- **LES CONSIGNES**:
A) Répondez à ces questions à partir du texte sur la hiérarchie du groupe :
(i) Qu'induit la volonté de monter dans la hiérarchie du groupe ?
(ii) Qui est confronté en permanence à ce dilemme ?
(iii) En quoi consiste la formule trouvée par un groupe pour le résoudre ?
B) Relevez chacun des adjectifs qualificatifs distincts employés dans le texte sur la hiérarchie du groupe, une seule fois chacun.
C) Poursuivez le texte sur la hiérarchie du groupe à partir de sa dernière phrase.

- **EXTRAIT DU TEXTE**:
Comment résoudre le dilemme entre la volonté de monter dans la hiérarchie du groupe, qui induit des conflits inévitables, et la nécessité de garder ces conflits dans des proportions qui ne menacent ni l’intégrité des autres, ni la fiabilité des relations du groupe ?

Comment résoudre le dilemme entre la volonté de monter dans la hiérarchie du groupe, qui induit des conflits inévitables, et la nécessité de garder ces conflits dans des proportions qui ne menacent ni l’intégrité des autres, ni la fiabilité des relations du groupe ? Dilemme classique auquel sont confrontés en permanence les top managers de grandes organisations. Un groupe a pourtant trouvé le moyen de le résoudre. La formule est simple mais exigeante sur le plan personnel : les membres de ce groupe “rivalisent” d’altruisme.

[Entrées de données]
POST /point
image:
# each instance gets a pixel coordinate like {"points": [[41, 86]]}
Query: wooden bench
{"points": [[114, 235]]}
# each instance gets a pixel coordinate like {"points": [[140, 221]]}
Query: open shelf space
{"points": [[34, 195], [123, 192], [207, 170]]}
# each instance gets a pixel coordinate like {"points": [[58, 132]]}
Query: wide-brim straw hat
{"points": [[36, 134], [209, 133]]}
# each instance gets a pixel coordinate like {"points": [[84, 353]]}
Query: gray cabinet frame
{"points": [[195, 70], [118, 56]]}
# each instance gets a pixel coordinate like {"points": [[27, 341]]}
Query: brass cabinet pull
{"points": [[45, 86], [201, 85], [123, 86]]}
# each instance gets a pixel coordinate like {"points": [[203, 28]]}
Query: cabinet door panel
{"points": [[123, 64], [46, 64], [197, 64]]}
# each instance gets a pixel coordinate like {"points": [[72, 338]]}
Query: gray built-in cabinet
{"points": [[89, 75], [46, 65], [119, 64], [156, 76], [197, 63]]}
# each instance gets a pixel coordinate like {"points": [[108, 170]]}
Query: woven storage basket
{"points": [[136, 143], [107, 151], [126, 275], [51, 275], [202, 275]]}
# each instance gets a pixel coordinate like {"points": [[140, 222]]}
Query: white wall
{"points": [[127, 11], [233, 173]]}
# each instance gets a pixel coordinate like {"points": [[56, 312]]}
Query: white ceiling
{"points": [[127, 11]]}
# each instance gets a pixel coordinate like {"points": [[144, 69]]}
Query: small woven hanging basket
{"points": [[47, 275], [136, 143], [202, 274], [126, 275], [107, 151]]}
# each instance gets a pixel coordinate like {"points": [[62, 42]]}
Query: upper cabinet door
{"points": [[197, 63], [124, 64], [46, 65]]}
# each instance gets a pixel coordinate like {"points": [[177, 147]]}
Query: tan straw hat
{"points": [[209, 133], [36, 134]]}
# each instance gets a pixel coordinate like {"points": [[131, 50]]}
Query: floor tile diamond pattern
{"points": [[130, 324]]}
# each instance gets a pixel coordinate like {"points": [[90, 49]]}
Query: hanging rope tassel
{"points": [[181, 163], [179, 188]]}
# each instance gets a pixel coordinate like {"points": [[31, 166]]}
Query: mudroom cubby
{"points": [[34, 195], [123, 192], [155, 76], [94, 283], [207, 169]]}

- **RÉPONSES PAR CONSIGNE**:
A)
(i) Elle induit des conflits inévitables.
(ii) Les top managers de grandes organisations y sont confrontés en permanence.
(iii) Les membres de ce groupe « rivalisent » d'altruisme.

B) inévitables, classique, grandes, simple, exigeante, personnel

C)
Où opère ce groupe ? Dans le désert du Néguev. Des illuminés ? Pas vraiment : il s’agit des cratéropes écaillés, des oiseaux chez lesquels un seul couple se reproduit au sein d’un même groupe. Pour monter dans la hiérarchie et imposer leur candidature comme reproducteur, les cratéropes se font des cadeaux sous forme de nourriture, se portent volontaire pour assumer le rôle de sentinelle, ou font preuve d’un courage remarquable allant jusqu’à risquer leur vie lorsqu’un prédateur menace un des leurs. Signalant chacune de ces activités par un petit sifflement, ils se disputent même âprement le droit d’être généreux : si un cratérope tente d’offrir un cadeau à un cratérope de rang supérieur, il passera un très mauvais quart d’heure. Les cratéropes ont ainsi développé une réponse originale au problème de la compétition au sein de groupes pour lesquels la coopération est une nécessité vitale : ils sont en concurrence pour le droit d’aider et de donner.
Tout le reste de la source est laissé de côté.